* EXERCISE DESCRIPTION
Set down all of the entries word for word, omitting the images they contain.

* EXTRACTED ENTRIES
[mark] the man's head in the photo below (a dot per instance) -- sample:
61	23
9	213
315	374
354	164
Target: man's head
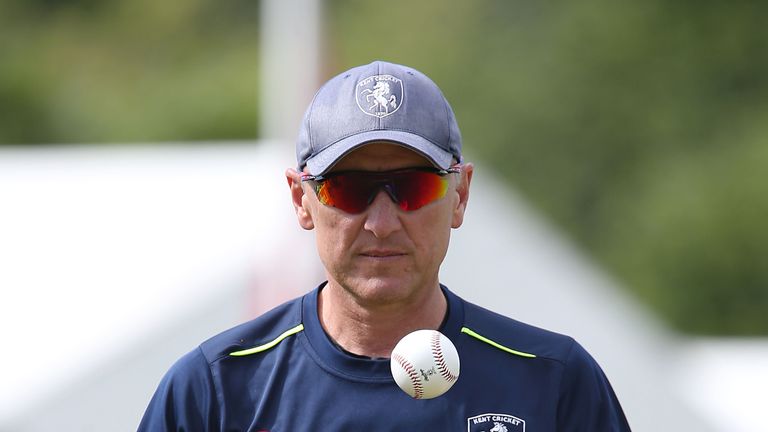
377	102
381	181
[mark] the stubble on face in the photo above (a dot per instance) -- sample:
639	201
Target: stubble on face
383	257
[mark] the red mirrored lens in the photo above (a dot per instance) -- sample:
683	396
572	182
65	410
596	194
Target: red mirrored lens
354	191
416	189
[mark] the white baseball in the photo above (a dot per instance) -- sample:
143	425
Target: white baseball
425	364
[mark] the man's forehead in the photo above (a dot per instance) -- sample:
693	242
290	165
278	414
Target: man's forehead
384	154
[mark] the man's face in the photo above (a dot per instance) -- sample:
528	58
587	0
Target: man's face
385	255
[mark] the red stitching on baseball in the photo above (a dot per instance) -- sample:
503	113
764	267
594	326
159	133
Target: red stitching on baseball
411	371
437	353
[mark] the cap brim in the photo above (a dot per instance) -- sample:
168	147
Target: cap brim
327	158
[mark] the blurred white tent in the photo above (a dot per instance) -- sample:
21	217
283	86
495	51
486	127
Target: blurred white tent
115	261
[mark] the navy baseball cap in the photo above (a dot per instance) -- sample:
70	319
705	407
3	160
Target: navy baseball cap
377	102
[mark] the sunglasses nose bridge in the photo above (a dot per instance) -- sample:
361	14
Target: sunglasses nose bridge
390	189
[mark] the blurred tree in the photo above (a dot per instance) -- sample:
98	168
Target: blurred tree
640	128
634	126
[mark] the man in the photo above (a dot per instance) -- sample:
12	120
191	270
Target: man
382	182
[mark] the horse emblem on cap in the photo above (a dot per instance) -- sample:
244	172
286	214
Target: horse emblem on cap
380	95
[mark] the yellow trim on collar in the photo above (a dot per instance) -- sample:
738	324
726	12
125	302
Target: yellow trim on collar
268	345
494	344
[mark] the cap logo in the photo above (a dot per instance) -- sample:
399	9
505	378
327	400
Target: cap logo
380	95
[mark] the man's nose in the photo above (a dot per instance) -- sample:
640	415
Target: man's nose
382	218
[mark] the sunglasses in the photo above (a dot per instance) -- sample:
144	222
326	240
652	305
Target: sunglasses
354	191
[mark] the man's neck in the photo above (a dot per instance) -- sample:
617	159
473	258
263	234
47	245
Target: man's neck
374	331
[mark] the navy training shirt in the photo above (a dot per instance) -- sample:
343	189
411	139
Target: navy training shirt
287	375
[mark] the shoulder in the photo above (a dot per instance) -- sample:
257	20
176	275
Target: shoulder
186	398
489	326
257	332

* WORKED SOLUTION
[mark] the man's head in the photo below (a dot per instance) -- sample:
61	23
9	213
315	374
354	164
Target: man's head
377	102
381	181
[mark] the stubble on face in the photo above (a dot per instance) -- sample:
639	201
Target: stubble on face
383	257
[mark] the red mirrored lens in the photo above (a dot per instance) -- sample:
683	396
572	182
65	410
596	194
Target: red mirrored lens
354	191
416	189
[mark] the white baseball in the photo above (a dot per instance) -- sample:
143	425
Target: white baseball
425	364
[mark] the man's forehead in the photo above (a dot per instance) -- sample:
693	242
290	165
278	414
Target: man's forehead
384	154
[mark] the man's face in the photo above (a dot per instance) -- sample:
528	58
587	0
Target: man's face
385	255
[mark] the red stitching on baseball in the photo above (a dot per instance) -- sample:
503	113
764	267
594	326
159	133
Target: red stitching on baseball
411	371
437	353
[mark] the cap brim in the photo above (a dot per instance) -- sample:
168	147
Target: cap brim
327	158
[mark] the blurred white tent in the photo above (a dot per instance) -- sample:
21	217
283	86
495	51
486	127
Target: blurred white tent
115	261
[mark] the navy baseball cap in the photo above (a dot per instance) -- sample:
70	319
705	407
3	160
Target: navy baseball cap
377	102
[mark] the sunglasses nose bridge in the photo above (a dot per instance) -- sample:
361	14
Target: sunglasses nose bridge
390	189
[mark] the blurred tree in the photo above (a dot per instance) -- sample:
98	168
Target: blurred tree
640	128
634	126
[mark] the man in the photo above (a dot per instance) -- sample:
12	120
191	270
Target: man
382	182
[mark] the horse emblem on cap in the photo above (a dot per instance) -- sample:
244	172
286	214
Target: horse emblem on cap
380	95
[mark] the yellow trim on collar in the photo above (a dot per instance) -- sample:
738	324
726	12
125	302
Target: yellow trim on collar
268	345
494	344
[mark] the cap logo in the photo above (a dot per instance) -- sample:
399	9
505	378
327	400
Target: cap logo
380	95
[mark] the man's nose in the photo above (a dot per instance) -- sample:
640	415
Target: man's nose
382	218
[mark] the sunglasses in the photo above (a dot per instance) -- sample:
144	222
326	240
652	305
Target: sunglasses
354	191
[mark] the man's neck in the photo above (a dot per instance) -- sample:
617	159
473	258
263	234
47	245
Target: man's neck
374	331
[mark] the navy training shirt in the photo above (a dot per instance) -- sample:
343	189
411	139
Target: navy training shirt
287	375
[mark] the shoulder in the photo above (a dot per instance) -- sample:
257	20
176	275
Target: shoulder
186	398
489	326
257	332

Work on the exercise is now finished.